* [GIVEN INSTRUCTION]:
How many of the lines below contain the string "guitar" with the same capitalization? Reply with the number only.

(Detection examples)
========================================

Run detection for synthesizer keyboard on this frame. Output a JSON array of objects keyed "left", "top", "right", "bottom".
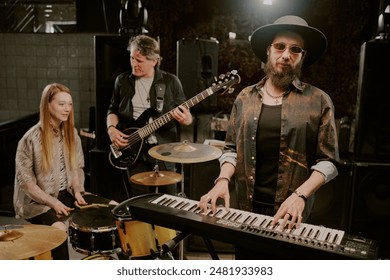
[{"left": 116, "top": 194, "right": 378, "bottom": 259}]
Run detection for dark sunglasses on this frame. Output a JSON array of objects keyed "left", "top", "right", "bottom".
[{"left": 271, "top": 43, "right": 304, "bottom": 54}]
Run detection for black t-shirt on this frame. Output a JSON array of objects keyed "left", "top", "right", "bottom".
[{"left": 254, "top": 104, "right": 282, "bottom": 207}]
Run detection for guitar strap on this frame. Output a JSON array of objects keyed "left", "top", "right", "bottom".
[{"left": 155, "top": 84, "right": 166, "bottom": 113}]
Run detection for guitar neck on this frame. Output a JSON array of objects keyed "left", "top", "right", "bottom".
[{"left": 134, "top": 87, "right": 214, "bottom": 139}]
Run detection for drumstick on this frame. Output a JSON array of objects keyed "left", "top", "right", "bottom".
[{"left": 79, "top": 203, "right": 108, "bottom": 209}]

========================================

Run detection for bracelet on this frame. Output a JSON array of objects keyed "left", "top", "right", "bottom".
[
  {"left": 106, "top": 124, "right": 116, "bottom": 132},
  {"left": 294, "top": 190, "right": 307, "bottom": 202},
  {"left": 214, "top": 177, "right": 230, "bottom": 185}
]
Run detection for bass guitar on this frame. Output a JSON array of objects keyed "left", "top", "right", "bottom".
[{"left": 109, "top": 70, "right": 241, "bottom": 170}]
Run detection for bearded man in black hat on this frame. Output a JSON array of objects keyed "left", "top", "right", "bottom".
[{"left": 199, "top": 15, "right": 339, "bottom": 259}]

========================================

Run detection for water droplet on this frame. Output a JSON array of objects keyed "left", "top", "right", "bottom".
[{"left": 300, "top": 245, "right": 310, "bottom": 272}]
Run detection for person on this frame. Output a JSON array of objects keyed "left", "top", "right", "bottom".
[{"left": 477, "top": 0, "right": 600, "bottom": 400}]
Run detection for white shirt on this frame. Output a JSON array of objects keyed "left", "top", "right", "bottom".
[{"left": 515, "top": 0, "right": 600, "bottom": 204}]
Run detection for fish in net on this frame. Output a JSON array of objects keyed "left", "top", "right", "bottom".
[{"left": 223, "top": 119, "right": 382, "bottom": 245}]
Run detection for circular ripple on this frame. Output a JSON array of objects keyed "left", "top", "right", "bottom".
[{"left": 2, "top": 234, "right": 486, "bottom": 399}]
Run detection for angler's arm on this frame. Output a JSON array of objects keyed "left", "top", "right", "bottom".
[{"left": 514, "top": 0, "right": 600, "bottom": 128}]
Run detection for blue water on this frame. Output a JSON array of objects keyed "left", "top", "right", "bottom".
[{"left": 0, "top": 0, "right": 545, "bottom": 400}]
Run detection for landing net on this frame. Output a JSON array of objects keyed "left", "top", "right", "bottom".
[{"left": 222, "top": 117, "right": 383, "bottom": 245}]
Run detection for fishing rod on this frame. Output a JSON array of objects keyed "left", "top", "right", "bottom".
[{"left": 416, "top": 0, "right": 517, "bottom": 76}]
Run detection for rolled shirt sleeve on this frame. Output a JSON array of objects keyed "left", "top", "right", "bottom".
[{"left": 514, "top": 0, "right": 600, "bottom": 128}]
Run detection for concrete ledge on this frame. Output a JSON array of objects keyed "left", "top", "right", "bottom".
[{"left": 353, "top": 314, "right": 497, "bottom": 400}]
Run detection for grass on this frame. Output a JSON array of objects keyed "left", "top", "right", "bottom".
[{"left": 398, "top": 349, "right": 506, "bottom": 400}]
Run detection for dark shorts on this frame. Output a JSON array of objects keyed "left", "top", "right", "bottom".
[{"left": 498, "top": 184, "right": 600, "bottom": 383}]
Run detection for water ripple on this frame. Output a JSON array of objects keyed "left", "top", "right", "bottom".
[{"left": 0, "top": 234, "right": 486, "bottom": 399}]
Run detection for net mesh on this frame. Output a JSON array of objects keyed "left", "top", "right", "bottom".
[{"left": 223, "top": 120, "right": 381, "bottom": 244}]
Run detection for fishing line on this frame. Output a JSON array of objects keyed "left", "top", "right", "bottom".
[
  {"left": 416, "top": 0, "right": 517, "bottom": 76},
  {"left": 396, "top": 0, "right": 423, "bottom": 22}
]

========================================

* [EXERCISE ANSWER]:
3